— BEGIN Data to process —

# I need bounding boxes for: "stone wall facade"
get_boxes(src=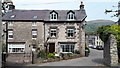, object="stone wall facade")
[104,35,118,66]
[45,22,85,56]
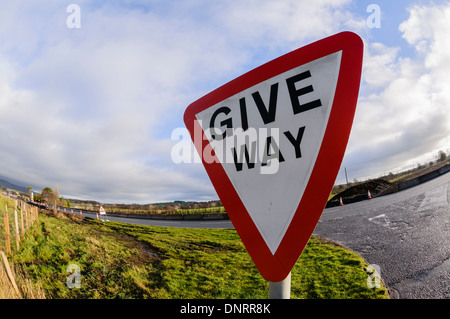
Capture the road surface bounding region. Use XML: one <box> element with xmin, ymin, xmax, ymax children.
<box><xmin>82</xmin><ymin>173</ymin><xmax>450</xmax><ymax>299</ymax></box>
<box><xmin>314</xmin><ymin>173</ymin><xmax>450</xmax><ymax>299</ymax></box>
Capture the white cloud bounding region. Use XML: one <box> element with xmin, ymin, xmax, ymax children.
<box><xmin>344</xmin><ymin>4</ymin><xmax>450</xmax><ymax>182</ymax></box>
<box><xmin>0</xmin><ymin>0</ymin><xmax>358</xmax><ymax>202</ymax></box>
<box><xmin>0</xmin><ymin>0</ymin><xmax>450</xmax><ymax>202</ymax></box>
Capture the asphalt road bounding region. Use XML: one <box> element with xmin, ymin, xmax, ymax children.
<box><xmin>314</xmin><ymin>173</ymin><xmax>450</xmax><ymax>299</ymax></box>
<box><xmin>82</xmin><ymin>173</ymin><xmax>450</xmax><ymax>299</ymax></box>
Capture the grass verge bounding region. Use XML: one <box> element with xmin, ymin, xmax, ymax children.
<box><xmin>6</xmin><ymin>210</ymin><xmax>387</xmax><ymax>299</ymax></box>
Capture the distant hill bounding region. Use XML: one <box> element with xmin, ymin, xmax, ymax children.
<box><xmin>0</xmin><ymin>178</ymin><xmax>28</xmax><ymax>192</ymax></box>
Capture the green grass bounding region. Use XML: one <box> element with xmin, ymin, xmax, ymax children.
<box><xmin>9</xmin><ymin>214</ymin><xmax>387</xmax><ymax>299</ymax></box>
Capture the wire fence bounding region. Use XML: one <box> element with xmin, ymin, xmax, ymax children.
<box><xmin>0</xmin><ymin>195</ymin><xmax>39</xmax><ymax>298</ymax></box>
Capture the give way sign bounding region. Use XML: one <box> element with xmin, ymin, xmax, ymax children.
<box><xmin>184</xmin><ymin>32</ymin><xmax>363</xmax><ymax>282</ymax></box>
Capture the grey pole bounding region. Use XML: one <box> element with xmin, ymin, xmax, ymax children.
<box><xmin>269</xmin><ymin>273</ymin><xmax>291</xmax><ymax>299</ymax></box>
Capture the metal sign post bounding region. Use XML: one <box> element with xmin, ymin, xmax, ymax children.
<box><xmin>269</xmin><ymin>273</ymin><xmax>291</xmax><ymax>299</ymax></box>
<box><xmin>184</xmin><ymin>32</ymin><xmax>364</xmax><ymax>290</ymax></box>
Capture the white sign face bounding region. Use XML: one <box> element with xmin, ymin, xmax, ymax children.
<box><xmin>196</xmin><ymin>51</ymin><xmax>342</xmax><ymax>254</ymax></box>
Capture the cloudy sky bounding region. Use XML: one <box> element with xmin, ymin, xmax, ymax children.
<box><xmin>0</xmin><ymin>0</ymin><xmax>450</xmax><ymax>203</ymax></box>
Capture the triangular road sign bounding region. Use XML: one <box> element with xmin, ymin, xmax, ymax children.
<box><xmin>184</xmin><ymin>32</ymin><xmax>363</xmax><ymax>282</ymax></box>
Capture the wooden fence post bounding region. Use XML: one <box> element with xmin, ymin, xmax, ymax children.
<box><xmin>14</xmin><ymin>202</ymin><xmax>20</xmax><ymax>251</ymax></box>
<box><xmin>5</xmin><ymin>204</ymin><xmax>12</xmax><ymax>255</ymax></box>
<box><xmin>0</xmin><ymin>249</ymin><xmax>21</xmax><ymax>297</ymax></box>
<box><xmin>20</xmin><ymin>203</ymin><xmax>25</xmax><ymax>237</ymax></box>
<box><xmin>25</xmin><ymin>205</ymin><xmax>30</xmax><ymax>231</ymax></box>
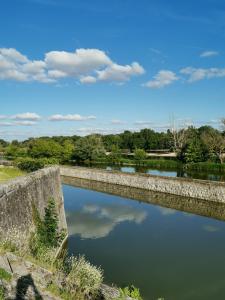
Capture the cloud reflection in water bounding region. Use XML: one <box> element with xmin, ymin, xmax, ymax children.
<box><xmin>67</xmin><ymin>204</ymin><xmax>147</xmax><ymax>239</ymax></box>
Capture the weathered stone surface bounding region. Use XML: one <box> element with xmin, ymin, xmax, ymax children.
<box><xmin>60</xmin><ymin>166</ymin><xmax>225</xmax><ymax>203</ymax></box>
<box><xmin>0</xmin><ymin>167</ymin><xmax>67</xmax><ymax>231</ymax></box>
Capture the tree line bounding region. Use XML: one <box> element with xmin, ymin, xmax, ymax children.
<box><xmin>0</xmin><ymin>120</ymin><xmax>225</xmax><ymax>169</ymax></box>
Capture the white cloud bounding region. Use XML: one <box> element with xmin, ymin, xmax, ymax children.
<box><xmin>10</xmin><ymin>112</ymin><xmax>41</xmax><ymax>121</ymax></box>
<box><xmin>45</xmin><ymin>49</ymin><xmax>111</xmax><ymax>76</ymax></box>
<box><xmin>80</xmin><ymin>76</ymin><xmax>97</xmax><ymax>83</ymax></box>
<box><xmin>0</xmin><ymin>122</ymin><xmax>13</xmax><ymax>127</ymax></box>
<box><xmin>0</xmin><ymin>48</ymin><xmax>144</xmax><ymax>84</ymax></box>
<box><xmin>180</xmin><ymin>67</ymin><xmax>225</xmax><ymax>82</ymax></box>
<box><xmin>111</xmin><ymin>119</ymin><xmax>126</xmax><ymax>125</ymax></box>
<box><xmin>134</xmin><ymin>121</ymin><xmax>154</xmax><ymax>126</ymax></box>
<box><xmin>13</xmin><ymin>121</ymin><xmax>37</xmax><ymax>126</ymax></box>
<box><xmin>200</xmin><ymin>51</ymin><xmax>219</xmax><ymax>57</ymax></box>
<box><xmin>143</xmin><ymin>70</ymin><xmax>178</xmax><ymax>89</ymax></box>
<box><xmin>0</xmin><ymin>48</ymin><xmax>29</xmax><ymax>63</ymax></box>
<box><xmin>49</xmin><ymin>114</ymin><xmax>96</xmax><ymax>121</ymax></box>
<box><xmin>97</xmin><ymin>62</ymin><xmax>145</xmax><ymax>82</ymax></box>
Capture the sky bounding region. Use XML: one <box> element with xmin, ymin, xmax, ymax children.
<box><xmin>0</xmin><ymin>0</ymin><xmax>225</xmax><ymax>140</ymax></box>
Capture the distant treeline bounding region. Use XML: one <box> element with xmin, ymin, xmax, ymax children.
<box><xmin>0</xmin><ymin>126</ymin><xmax>225</xmax><ymax>171</ymax></box>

— END Data to process —

- **Exercise requirements**:
Locate every line in the data above that contains the word "sign", and copy each of those lines.

- **Full output**:
Capture the give way sign bounding region. Use XML: one <box> element with xmin, ymin, xmax, ymax children.
Capture the metal sign post bounding region. Use XML: one <box> element with xmin, ymin, xmax, ymax children.
Capture the white sign face bounding region. Use XML: one <box> element with xmin, ymin, xmax, ymax children.
Capture the triangular road sign bounding region. Use XML: one <box> element with xmin, ymin, xmax, ymax children.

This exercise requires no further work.